Reading text »
════════════════
Migration from 2.9 to 3.3 caused unit agent to stop working
This bug report will be marked for expiration in 14 days if no further activity occurs. (find out why)
Affects | Status | Importance | Assigned to | Milestone | |
---|---|---|---|---|---|
Canonical Juju |
Incomplete
|
High
|
Unassigned |
Bug Description
Juju Version: migration from 2.9.46 to 3.3.3
Cloud Type: LXD
Reproduction steps: Unclear, may happen during migration and subsequent model upgrade.
Description:
During migration from a 2.9.46 controller to a 3.3.3 controller, one of the models that migrated without errors has a unit which reports agent lost. On inspection the container is still running and the agent binaries have upgraded to the correct 3.3.3 versions, but:
1. There are no links for hooks in /var/lib/
2. The unit logs report that the model does not exist
3. The unit logs stopped several days ago with a complaint that the unit was unaurhotized to access the controller
4. Originally the agent.conf file for the unit agent reported the wrong IP address for the controller but it has since changed to the correct IP.
════════════════
Data »

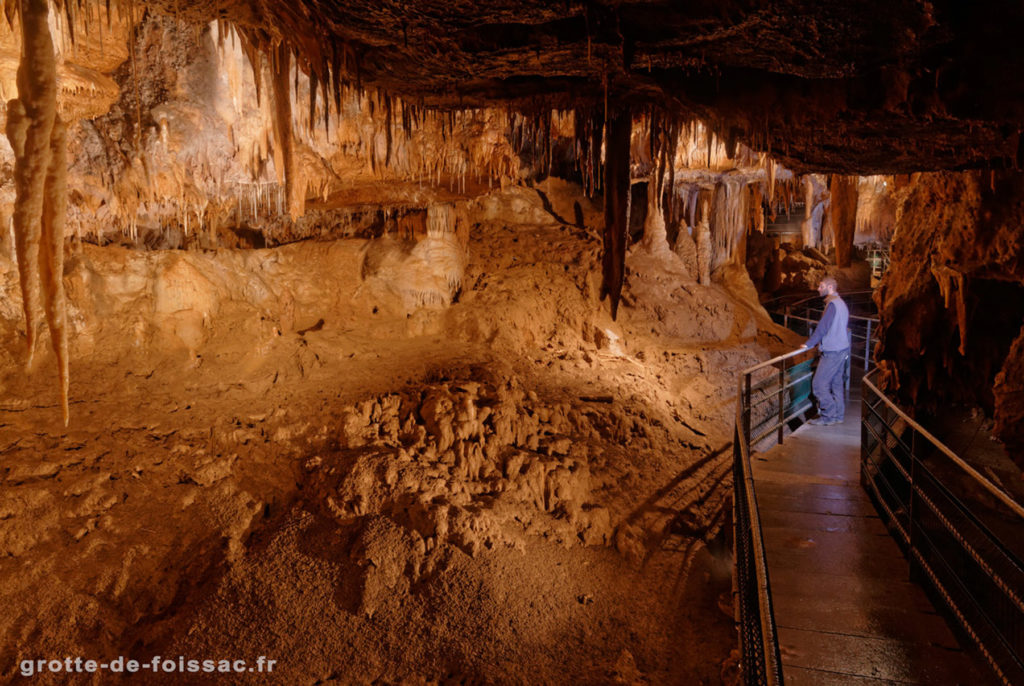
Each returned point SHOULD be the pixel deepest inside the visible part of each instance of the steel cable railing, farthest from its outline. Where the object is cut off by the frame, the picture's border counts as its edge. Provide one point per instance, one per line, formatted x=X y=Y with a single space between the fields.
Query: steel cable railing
════════════════
Task list »
A - Which Juju version was the controller migrated to, according to the Juju migration bug report?
B - Continue the Juju migration bug report from its last sentence.
Nothing here depends on the lines, so you can disregard them.

Expected responses »
A - 3.3.3

B -
From the unit logs
2024-03-13 09:55:15 INFO juju unit_agent.go:289 Starting unit workers for "polkadot/0" apicaller connect.go:209 Failed to connect to controller: invalid entity name or password (unauthorized access)
2024-03-13 09:55:15 ERROR juju.worker.
We have seen this randomly in various scenarios and have not yet been able to isolate the cause. There would also be corresponding logs on the controller side with more info - not sure if those are available or not.
Ideally, we'd like to be able to reproduce this so we can diagnose further, but have not had much luck.
Can you provide some more detail on your set up:
- how was the controller configured; was it lxd on maas? can we get a juju status --format yaml?
- what was deployed to the model being migrated; can you share the bundle that was used
- for large models, we recommend tweaking the controller api request throttle params; was this done here?
- how often does the agent lost thing happen? One or several per model?
- what do the source and target controller logs show for the relevant period etc? Is it possible to set logging config on source and target controllers to include "#migration=DEBUG" so we can get extra logs if it fails?
If we can reproduce we can look at the logs ourselves etc.